- Directions for this task
Pick out each row below that contains the word "every" and copy those rows unchanged. Treat uppercase and lowercase as different, so only an exact case match counts.

- Data shown
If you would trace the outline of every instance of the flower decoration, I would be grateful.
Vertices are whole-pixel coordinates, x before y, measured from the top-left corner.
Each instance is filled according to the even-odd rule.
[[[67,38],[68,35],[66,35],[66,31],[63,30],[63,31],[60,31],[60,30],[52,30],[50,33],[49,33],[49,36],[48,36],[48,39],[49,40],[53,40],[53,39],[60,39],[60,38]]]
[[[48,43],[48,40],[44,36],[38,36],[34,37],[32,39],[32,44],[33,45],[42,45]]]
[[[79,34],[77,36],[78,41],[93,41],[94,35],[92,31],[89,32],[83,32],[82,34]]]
--
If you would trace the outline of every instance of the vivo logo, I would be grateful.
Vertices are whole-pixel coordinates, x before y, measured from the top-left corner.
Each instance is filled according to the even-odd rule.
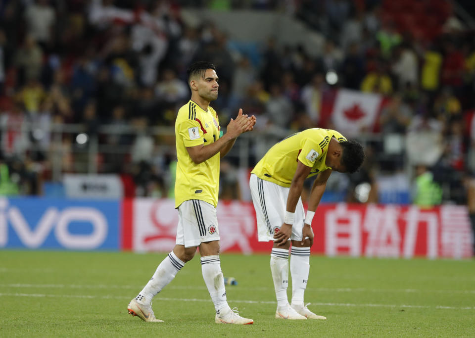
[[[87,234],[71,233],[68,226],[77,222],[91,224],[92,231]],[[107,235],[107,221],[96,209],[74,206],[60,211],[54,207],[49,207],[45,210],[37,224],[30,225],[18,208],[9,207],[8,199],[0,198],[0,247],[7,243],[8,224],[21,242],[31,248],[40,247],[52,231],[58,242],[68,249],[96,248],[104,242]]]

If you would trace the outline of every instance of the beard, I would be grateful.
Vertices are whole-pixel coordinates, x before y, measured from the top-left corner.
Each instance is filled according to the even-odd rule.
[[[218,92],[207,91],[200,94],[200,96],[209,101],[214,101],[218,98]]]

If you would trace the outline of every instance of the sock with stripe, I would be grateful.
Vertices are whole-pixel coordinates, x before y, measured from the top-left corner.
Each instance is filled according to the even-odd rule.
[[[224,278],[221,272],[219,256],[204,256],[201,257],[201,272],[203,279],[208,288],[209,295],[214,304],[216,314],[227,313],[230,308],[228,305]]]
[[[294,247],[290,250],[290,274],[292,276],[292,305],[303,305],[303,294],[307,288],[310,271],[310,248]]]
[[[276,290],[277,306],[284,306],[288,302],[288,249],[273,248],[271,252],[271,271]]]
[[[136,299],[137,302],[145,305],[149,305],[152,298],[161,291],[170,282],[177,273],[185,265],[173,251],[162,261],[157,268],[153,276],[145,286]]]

- Task solution
If you would trace the outline of every instance of the flower decoration, I would be grateful.
If you would trace the outline of every instance of the vivo logo, I would be grateful.
If you would trace the outline of every instance of the beard, I would be grateful.
If you would trace the outline of every instance of the sock with stripe, I would be grateful.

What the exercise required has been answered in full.